▶ [Travail demandé]:
**a)** D'après l'article sur le spectacle « Ballroom », combien de danseurs se livrent à des transes convulsives ?
**b)** Recopiez fidèlement, dans l'article sur le spectacle « Ballroom », le passage qui va de « Expérience de se parer » à « atteindre le cœur. ».
**c)** Poursuivez l'article consacré au spectacle « Ballroom » d'Arthur Perole au point où il s'arrête.

**** Extrait du texte ****

Danse

"Ballroom" Donner à voir des "corps-égraphiés"… Un cri libertaire et salutaire

Arthur Perole, personnalité déliée des prescriptions de genres, prend date pour figurer parmi les plus turbulents chorégraphes contemporains, tant il ose oser (sic), emporté par une authenticité et une générosité que rien ni personne ne semble pouvoir endiguer. Six danseurs grimés à l'envi, peints à vue et travestis avec l'aide des spectateurs conviés, se livrent à des transes convulsives desquelles naîtront les sujets libérés.



© Nina-Flore Hernandez.
Entreprise à haut coefficient libertaire, cette performance plastique et "corps-égraphiée", soutenue par une création musicale inscrivant, dans le corps de chacun, des séries de pulsations peu enclines à s'estomper, se vit comme une expérience essentielle à partager entre performeurs du plateau et spectateurs des gradins réunis dans le même trip.

Expérience de se parer d'artifices festifs minutieusement choisis (peintures corporelles et vêtements "haute couture" taillés à la mesure de chacun) pour ensuite, grâce à ce détour désinhibiteur, s'affranchir - sous l'effet de rituels improvisés sur des musiques alliant les tempos obsédants des tarentelles à ceux des univers de la techno - des strates de conditionnement déposées par la pensée surmoïque. Expérience de se dépouiller des attributs comme on pèle les peaux superposées d'un oignon pour en atteindre le cœur.

**** Données présentées ****

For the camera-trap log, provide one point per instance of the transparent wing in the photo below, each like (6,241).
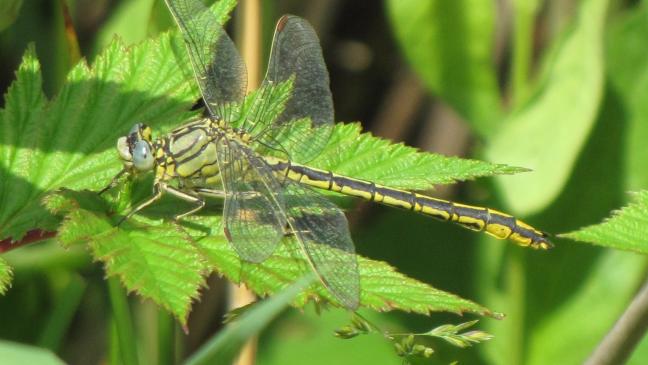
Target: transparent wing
(218,67)
(323,231)
(296,56)
(254,210)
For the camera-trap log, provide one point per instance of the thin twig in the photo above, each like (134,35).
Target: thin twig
(618,344)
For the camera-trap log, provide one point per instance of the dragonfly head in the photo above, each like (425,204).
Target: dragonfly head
(135,148)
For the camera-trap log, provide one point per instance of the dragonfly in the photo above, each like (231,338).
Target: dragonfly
(269,196)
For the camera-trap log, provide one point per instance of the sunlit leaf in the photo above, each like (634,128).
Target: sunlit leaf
(450,45)
(626,229)
(549,132)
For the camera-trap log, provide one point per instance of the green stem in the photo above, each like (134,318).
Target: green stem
(166,338)
(123,322)
(516,287)
(524,12)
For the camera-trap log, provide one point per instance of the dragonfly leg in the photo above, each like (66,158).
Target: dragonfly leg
(212,193)
(157,193)
(189,196)
(113,182)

****

▶ [Réponses attendues]:
**a)** Six danseurs.

**b)**
Expérience de se parer d'artifices festifs minutieusement choisis (peintures corporelles et vêtements "haute couture" taillés à la mesure de chacun) pour ensuite, grâce à ce détour désinhibiteur, s'affranchir - sous l'effet de rituels improvisés sur des musiques alliant les tempos obsédants des tarentelles à ceux des univers de la techno - des strates de conditionnement déposées par la pensée surmoïque. Expérience de se dépouiller des attributs comme on pèle les peaux superposées d'un oignon pour en atteindre le cœur.

**c)**
De cette "danse primale" (au sens où Arthur Janov parlait du cri primal libérateur) naîtra le sujet libéré des attendus de catégories et de genres qui l'assignent dès sa naissance à une place préétablie au service de l'ordre conservateur.

© Nina-Flore Hernandez.
D'emblée, les lumières de la salle allumées mettant bas les codes de la "représentation", la première partie "donne à voir" (titre d'un recueil du poète Paul Éluard) les performeurs - pinceaux et ciseaux de couturières en mains, matériaux hétéroclites prêts à être assemblés - en train de se confectionner minutieusement un "moi-peau" (cf. Didier Anzieux) transcendant leur condition héritée, et ce, avec la complicité du public sollicité pour leur prêter main-forte dans cette tentative ludique et révolutionnaire d'échapper à eux-mêmes.

"Le poète est celui qui inspire bien plus que celui qui est inspiré. Les poèmes ont toujours de grandes marges blanches, de grandes marges de silence où la mémoire ardente se consume pour recréer un délire sans passé", écrivait Éluard, et il s'agit bien de cela ici… Ce "dé-lire" de la réalité imposée par les diktats sociaux rendant prisonniers du carcan de valeurs sans valeur humaine, va voler en éclats sous les coups de boutoir de la fantaisie créatrice insufflée par Arthur Perole. Ce processus de transformation fondamentale exige le temps de la lenteur retrouvée, comme un sas entre deux mondes, l'ancien corseté et le nouveau libéré.

© Nina-Flore Hernandez.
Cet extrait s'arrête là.